Stored data entries:
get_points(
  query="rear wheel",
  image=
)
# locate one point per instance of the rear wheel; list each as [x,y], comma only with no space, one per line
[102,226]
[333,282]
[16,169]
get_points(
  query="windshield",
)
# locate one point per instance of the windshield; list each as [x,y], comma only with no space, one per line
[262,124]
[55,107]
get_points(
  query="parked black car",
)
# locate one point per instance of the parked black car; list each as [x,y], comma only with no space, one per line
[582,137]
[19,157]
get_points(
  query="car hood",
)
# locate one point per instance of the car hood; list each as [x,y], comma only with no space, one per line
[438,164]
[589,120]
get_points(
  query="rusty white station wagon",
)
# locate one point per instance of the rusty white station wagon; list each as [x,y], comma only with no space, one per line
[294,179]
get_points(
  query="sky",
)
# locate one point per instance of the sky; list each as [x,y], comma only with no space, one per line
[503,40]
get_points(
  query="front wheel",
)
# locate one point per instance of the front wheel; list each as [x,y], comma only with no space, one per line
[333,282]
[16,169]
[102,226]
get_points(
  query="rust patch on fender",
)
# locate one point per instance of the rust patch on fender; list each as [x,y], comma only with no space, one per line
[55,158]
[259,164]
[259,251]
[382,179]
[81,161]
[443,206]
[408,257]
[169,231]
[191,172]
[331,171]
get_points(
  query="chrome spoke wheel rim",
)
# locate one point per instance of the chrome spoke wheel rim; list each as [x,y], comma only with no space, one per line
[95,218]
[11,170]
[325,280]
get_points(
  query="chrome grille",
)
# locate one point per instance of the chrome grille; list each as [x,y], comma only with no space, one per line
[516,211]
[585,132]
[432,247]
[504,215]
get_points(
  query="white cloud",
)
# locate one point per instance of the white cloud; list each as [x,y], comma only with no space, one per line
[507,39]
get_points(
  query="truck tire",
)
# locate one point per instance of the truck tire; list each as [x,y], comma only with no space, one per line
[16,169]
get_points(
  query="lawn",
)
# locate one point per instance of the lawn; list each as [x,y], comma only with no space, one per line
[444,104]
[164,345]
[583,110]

## [WHAT THE TASK ASKS]
An exact reproduction of the data is required. Leave nothing out.

## [REPLY TO THE EXERCISE]
get_points(
  query="rear wheel",
  image=
)
# locate one point per instance of the rear wheel; list each as [x,y], comma only with no space, one per line
[102,226]
[333,282]
[16,169]
get_points(
  query="windshield",
)
# locate one point per instance of the windshield; list each as [x,y], comma only with no space, one per line
[262,124]
[55,107]
get_points(
  query="parked black car",
)
# locate one point per instance of the parked black car; list each as [x,y], comma only with no space, one per line
[582,137]
[19,157]
get_points(
  query="car hood",
)
# locate one point per instance of the car hood; list each as [x,y], comma only with no space, one per line
[438,164]
[589,120]
get_points(
  query="rusty white station wagon",
)
# locate one point per instance of the rusty white station wagon; list each as [x,y], comma only with no space, one per line
[294,179]
get_points(
  query="sky",
)
# locate one point per instance of the sky; list each as [x,y], comma only with no space, one per line
[503,40]
get_points(
  query="front wheel",
)
# locate one point per instance of the front wheel; list each as [x,y], comma only with no space, one per line
[333,282]
[16,169]
[102,226]
get_points(
  query="rust patch on fender",
)
# locate one point per instance of the rust patch on fender; list each as [x,y], comma only with no space, one per line
[55,158]
[259,164]
[259,251]
[382,179]
[81,161]
[443,206]
[408,257]
[169,231]
[191,172]
[331,171]
get_points(
  query="chrome spoke wheel rim",
)
# locate one point per instance of the chrome spoke wheel rim; list each as [x,y], comma only with no space, one per line
[95,218]
[11,170]
[325,280]
get_points(
  query="chrome grille",
)
# locate one point per instance of the chrome grille; list each as [x,y], comma only with no space, one per line
[516,211]
[585,132]
[432,247]
[504,215]
get_points(
  query="white cloud",
)
# locate one point per instance of the white cloud; list each as [x,y], comma only with no space, one per line
[507,39]
get_points(
  query="truck tire",
)
# locate one point per instance of the truck tire; list each as [x,y], comma only with no space, one per line
[16,169]
get_points(
  query="lawn",
)
# locate one point per instance of the lawn; list each as [x,y], comma only with no space, one per line
[444,104]
[164,345]
[583,110]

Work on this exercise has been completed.